▶ **The request**
Return the passage of the Silicon Valley article below from "Daily Pnut is" up to and including "at the consulate.", copied word for word.

===== Article =====

A Silicon Valley Paradox
September 9, 2019
“No one is useless in this world who lightens the burdens of another.” – Charles Dickens
“Reflect upon your present blessings — of which every man has many — not on your past misfortunes, of which all men have some.” – Charles Dickens
A Tale of Two Cities: It Was the Best of Times, It Was the Worst of Times
California is the wealthiest, most progressive state in America. By almost every economic measure, the San Francisco Bay Area is outperforming the rest of the country. Its economy is growing at twice the rate of the US at large. Collectively, the GDP for the region’s nine counties, including Santa Clara, San Francisco and Oakland, is $748 billion — larger than Switzerland’s or Saudi Arabia’s. Yet despite generating so much wealth, by factoring in the cost of living, California also has the highest proportion of residents living in poverty.
San Jose has a job growth rate double the national average. But the booming economy has created another statistic — unprecedented homelessness. In the past five years, San Jose has built only one unit of housing for every six jobs it’s created.
Fewer housing units means more competition, rising rents and eventual economic eviction. In 2018 only 28 percent of families making $100,000 a year could afford the median rental amount in Bay Area neighborhoods. There was not a single enclave where a family with two parents working full-time making $15 an hour could afford the median rent.
Last November San Jose voters rejected a small property-tax increase that would have funded the construction of affordable housing. Two weeks later the city opened the small parking lot of a community center so homeless families living in their vehicles would have a safe place to park overnight. San Diego, East Palo Alto, and LA have all opened safe parking lots this year, and Mountain View and San Francisco should follow soon.
Daily Pnut is teaming up with Austin Meyer, a videographer, to tell a compelling personal story related to homelessness in San Francisco that will challenge stereotypes that people have of the homeless. If anyone knows of someone we should get in touch with, or a particular story that the world should know about, we’d love to hear. Please email us at email@example.com.
Help Us Trump, You’re Our Only Hope If Everyone Else Says No
- Thousands of protesters singing the Star Spangled Banner marched to the US consulate in Hong Kong over the weekend, calling on President Trump to support their struggle for democracy and “liberate” the territory.
- Protesters shouted “Fight for freedom, stand with Hong Kong” and “Resist Beijing, liberate Hong Kong” before handing over petitions at the consulate.
- Their pleas are unlikely to move a leader who has repeatedly shown he cares little for democratic principles. Trump previously called the protests “riots” that were a matter for China to deal with, and suggested Beijing should “humanely” settle the problem in Hong Kong before a trade deal is reached with Washington. (Guardian)
Postpone The Meeting, Postpone The War’s End
- US negotiators involved in months-long talks with the Taliban had tentatively arrived at a peace deal for Afghanistan when President Trump blew up negotiations with a series of tweets on Saturday. Trump said Afghan President Ashraf Ghani and major Taliban leaders were set to meet with him at Camp David on Sunday, but he canceled the negotiations after learning about a Taliban attack that killed 12 people.

===== Dataset =====

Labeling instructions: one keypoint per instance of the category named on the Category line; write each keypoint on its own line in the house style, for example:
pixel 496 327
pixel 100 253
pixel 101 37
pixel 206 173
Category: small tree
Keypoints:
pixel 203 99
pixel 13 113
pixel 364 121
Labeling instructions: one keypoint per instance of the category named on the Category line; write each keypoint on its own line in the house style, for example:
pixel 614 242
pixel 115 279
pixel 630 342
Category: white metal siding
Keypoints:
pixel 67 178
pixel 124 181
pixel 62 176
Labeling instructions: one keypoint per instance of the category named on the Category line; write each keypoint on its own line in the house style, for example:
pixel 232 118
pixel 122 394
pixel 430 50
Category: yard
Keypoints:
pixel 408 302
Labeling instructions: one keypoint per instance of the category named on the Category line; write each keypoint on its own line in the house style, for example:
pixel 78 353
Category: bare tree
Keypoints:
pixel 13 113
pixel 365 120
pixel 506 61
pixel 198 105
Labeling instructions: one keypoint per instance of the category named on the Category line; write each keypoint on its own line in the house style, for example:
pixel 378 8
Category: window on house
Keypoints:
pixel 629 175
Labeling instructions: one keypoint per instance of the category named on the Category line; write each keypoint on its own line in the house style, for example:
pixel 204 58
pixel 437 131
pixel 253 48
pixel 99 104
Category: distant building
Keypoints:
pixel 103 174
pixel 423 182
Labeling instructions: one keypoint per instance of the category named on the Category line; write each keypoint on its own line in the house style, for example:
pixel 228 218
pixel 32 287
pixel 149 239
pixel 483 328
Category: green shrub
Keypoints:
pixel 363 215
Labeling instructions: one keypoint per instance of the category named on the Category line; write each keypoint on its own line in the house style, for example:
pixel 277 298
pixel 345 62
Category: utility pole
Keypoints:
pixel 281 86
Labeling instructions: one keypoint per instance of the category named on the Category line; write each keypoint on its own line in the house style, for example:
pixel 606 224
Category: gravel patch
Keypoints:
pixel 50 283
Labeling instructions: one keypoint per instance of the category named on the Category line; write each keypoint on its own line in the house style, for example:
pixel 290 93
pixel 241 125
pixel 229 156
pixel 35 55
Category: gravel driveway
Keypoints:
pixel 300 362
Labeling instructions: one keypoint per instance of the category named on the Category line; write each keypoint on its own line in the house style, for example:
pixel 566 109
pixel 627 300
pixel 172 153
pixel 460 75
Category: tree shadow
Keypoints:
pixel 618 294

=====

▶ **Answer to the task**
Daily Pnut is teaming up with Austin Meyer, a videographer, to tell a compelling personal story related to homelessness in San Francisco that will challenge stereotypes that people have of the homeless. If anyone knows of someone we should get in touch with, or a particular story that the world should know about, we’d love to hear. Please email us at email@example.com.
Help Us Trump, You’re Our Only Hope If Everyone Else Says No
- Thousands of protesters singing the Star Spangled Banner marched to the US consulate in Hong Kong over the weekend, calling on President Trump to support their struggle for democracy and “liberate” the territory.
- Protesters shouted “Fight for freedom, stand with Hong Kong” and “Resist Beijing, liberate Hong Kong” before handing over petitions at the consulate.